Aim
Quote the lines below word for word, starting at the first line and ending at the line that contains "[[455, 130], [372, 136]]". Leave the pictures out of your answer.

START Supplied material

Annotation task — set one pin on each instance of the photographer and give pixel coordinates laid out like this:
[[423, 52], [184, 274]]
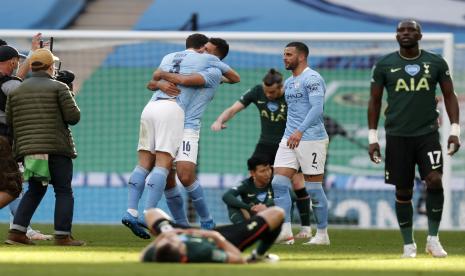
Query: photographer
[[46, 145]]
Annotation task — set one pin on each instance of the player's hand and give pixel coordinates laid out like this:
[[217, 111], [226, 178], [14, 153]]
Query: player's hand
[[294, 139], [169, 88], [375, 153], [217, 126], [453, 145]]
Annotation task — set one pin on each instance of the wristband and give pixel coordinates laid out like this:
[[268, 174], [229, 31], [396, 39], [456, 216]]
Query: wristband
[[455, 130], [372, 136]]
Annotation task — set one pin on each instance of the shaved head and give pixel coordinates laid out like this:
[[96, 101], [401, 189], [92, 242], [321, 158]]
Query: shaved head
[[413, 22]]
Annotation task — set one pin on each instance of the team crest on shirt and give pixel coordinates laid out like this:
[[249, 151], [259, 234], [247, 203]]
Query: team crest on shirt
[[272, 106], [412, 69]]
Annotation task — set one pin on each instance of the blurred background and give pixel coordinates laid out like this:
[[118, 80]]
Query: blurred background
[[113, 46]]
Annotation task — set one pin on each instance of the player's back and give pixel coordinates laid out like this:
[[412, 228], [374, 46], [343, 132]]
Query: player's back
[[299, 91], [184, 62], [201, 98]]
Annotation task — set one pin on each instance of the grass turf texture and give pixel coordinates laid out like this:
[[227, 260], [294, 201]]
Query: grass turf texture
[[113, 250]]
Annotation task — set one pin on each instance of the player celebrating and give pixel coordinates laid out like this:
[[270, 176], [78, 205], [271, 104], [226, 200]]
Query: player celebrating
[[162, 124], [305, 141], [186, 158], [410, 76], [269, 99]]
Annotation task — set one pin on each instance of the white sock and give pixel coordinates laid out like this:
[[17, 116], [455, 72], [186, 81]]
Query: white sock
[[287, 227], [133, 212], [323, 231], [307, 229]]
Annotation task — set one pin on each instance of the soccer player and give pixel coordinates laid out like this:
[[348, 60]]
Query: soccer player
[[304, 143], [162, 124], [186, 158], [255, 192], [223, 245], [269, 99], [410, 76]]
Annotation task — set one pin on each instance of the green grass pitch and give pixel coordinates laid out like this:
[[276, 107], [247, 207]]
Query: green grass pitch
[[113, 250]]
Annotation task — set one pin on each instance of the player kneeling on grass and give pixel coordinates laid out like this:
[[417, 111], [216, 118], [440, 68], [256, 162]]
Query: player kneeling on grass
[[255, 192], [222, 245]]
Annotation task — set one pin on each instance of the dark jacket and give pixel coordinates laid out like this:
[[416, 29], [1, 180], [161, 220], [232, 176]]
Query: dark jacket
[[39, 112]]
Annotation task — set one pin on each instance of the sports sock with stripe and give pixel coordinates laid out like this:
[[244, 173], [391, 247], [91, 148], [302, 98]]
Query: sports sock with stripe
[[155, 187], [434, 205], [175, 203], [136, 185], [282, 197], [195, 191], [404, 213], [319, 203]]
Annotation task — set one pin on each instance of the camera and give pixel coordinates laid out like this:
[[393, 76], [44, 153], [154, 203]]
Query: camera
[[65, 76]]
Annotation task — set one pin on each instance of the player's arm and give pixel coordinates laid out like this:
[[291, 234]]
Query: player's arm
[[231, 76], [230, 199], [220, 122], [452, 108], [185, 80], [68, 106]]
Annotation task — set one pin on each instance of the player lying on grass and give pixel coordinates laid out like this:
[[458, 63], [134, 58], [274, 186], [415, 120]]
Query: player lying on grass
[[222, 245]]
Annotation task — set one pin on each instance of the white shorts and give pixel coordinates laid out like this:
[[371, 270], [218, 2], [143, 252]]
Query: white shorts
[[189, 148], [161, 127], [310, 156]]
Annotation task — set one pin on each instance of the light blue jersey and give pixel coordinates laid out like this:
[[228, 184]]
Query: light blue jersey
[[305, 95], [188, 62], [203, 96]]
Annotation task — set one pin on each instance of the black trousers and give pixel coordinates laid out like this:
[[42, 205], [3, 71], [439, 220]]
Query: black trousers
[[61, 172]]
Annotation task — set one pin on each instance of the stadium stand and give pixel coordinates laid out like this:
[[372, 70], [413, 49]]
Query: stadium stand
[[44, 14]]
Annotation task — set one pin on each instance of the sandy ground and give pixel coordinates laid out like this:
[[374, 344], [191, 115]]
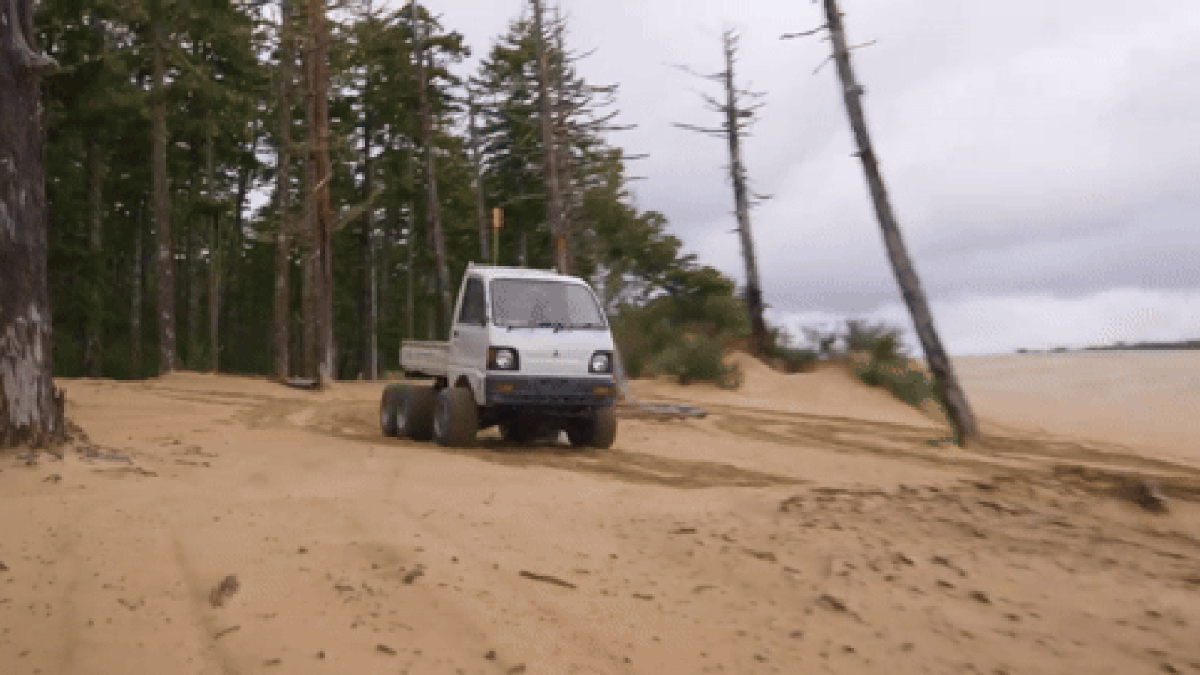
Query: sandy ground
[[807, 525]]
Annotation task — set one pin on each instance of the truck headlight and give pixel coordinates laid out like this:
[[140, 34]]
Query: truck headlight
[[503, 358], [601, 362]]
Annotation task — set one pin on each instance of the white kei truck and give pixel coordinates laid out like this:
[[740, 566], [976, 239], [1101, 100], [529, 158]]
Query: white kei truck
[[529, 351]]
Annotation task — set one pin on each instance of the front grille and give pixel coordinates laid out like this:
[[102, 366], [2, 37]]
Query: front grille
[[547, 392]]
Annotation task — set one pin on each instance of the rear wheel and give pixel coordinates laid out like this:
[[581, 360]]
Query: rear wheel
[[388, 408], [598, 430], [455, 418], [414, 413], [519, 430]]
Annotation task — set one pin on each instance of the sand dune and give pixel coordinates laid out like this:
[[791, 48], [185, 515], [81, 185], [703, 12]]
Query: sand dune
[[807, 525]]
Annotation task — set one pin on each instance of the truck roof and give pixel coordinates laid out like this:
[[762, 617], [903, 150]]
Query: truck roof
[[499, 272]]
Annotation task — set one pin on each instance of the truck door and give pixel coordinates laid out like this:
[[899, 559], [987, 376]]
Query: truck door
[[468, 338]]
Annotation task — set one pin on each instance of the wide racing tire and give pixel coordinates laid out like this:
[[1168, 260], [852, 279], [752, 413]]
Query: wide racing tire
[[598, 430], [455, 418], [414, 413]]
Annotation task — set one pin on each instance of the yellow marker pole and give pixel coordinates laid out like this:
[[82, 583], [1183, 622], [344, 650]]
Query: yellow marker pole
[[497, 222]]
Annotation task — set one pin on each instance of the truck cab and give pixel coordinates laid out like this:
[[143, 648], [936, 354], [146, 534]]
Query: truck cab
[[529, 351]]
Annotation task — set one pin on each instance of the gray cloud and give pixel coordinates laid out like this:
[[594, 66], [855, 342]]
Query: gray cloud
[[1036, 150]]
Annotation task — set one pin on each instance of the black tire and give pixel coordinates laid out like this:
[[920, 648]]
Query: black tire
[[455, 418], [598, 430], [414, 414], [388, 408], [519, 431]]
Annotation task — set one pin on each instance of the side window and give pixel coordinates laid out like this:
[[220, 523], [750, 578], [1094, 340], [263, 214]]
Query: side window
[[473, 306]]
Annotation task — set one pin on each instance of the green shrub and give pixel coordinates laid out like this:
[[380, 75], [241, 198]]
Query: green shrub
[[883, 363], [695, 357]]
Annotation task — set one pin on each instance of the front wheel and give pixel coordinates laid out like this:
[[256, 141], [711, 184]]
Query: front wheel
[[598, 430], [456, 418]]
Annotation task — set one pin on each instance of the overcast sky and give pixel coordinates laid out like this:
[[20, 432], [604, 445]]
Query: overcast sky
[[1043, 157]]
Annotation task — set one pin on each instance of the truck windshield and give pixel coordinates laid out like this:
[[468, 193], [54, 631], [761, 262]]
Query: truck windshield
[[527, 302]]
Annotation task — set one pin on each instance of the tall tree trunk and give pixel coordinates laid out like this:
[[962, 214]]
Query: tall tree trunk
[[433, 210], [214, 252], [136, 302], [369, 363], [323, 220], [309, 291], [411, 267], [759, 336], [477, 161], [193, 266], [550, 150], [282, 312], [166, 260], [30, 407], [93, 350], [959, 412]]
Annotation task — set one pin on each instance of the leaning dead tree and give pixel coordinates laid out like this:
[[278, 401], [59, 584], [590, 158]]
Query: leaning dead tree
[[30, 408], [901, 264], [738, 118]]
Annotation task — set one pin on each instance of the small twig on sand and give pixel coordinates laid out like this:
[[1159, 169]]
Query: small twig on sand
[[547, 579]]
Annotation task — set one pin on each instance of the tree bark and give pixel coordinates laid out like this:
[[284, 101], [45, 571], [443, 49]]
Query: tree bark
[[282, 312], [136, 303], [323, 216], [433, 210], [550, 150], [214, 254], [959, 412], [30, 406], [166, 267], [478, 166], [369, 364], [309, 290], [93, 350], [759, 338]]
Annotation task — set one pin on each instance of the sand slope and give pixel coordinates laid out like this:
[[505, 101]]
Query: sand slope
[[808, 525]]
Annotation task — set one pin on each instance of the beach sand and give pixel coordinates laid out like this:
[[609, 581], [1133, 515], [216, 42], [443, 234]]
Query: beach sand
[[808, 524]]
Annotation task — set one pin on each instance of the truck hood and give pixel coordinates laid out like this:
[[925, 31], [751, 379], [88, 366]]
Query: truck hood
[[543, 351]]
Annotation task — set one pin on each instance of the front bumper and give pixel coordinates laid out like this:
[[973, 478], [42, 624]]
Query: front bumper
[[529, 390]]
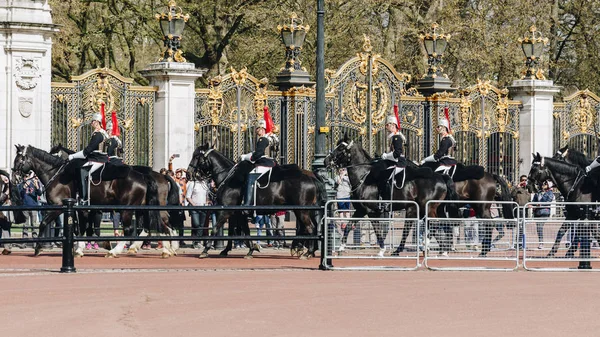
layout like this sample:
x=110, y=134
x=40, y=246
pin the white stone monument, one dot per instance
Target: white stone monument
x=536, y=130
x=174, y=111
x=25, y=107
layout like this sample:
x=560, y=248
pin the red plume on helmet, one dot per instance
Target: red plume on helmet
x=447, y=116
x=103, y=115
x=268, y=120
x=115, y=131
x=397, y=115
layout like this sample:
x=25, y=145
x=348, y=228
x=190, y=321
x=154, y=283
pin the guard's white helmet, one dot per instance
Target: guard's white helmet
x=96, y=117
x=444, y=122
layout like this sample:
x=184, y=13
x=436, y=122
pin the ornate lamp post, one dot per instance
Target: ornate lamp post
x=435, y=46
x=533, y=44
x=292, y=36
x=172, y=23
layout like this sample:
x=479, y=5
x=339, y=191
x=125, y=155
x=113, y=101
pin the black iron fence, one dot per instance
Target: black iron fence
x=70, y=221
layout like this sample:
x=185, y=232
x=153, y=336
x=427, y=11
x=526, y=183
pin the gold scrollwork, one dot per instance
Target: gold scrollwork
x=484, y=87
x=502, y=116
x=583, y=116
x=465, y=112
x=239, y=77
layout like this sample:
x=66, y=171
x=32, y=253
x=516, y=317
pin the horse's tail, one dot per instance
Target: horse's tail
x=152, y=216
x=507, y=210
x=173, y=200
x=451, y=208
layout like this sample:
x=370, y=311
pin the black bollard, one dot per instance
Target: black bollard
x=68, y=259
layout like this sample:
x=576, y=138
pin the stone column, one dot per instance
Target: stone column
x=25, y=108
x=536, y=130
x=174, y=111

END Supplied material

Task answer
Annotation task — set one pin on each instance of the photographer and give pixel coordinates laid out like this:
[[423, 52], [184, 274]]
Query: photographer
[[46, 145]]
Annotation task — set one pin on each instance of the player's hand and give pixel coordinates laid out like this:
[[217, 111], [226, 178], [14, 153]]
Query: player's hand
[[294, 139], [169, 88], [375, 153], [217, 126], [453, 145]]
Annotation task — set one pin on each instance of the wristband and give pixel coordinates laid out like this:
[[268, 174], [229, 31], [396, 39], [456, 216]]
Query: wristband
[[455, 130], [372, 136]]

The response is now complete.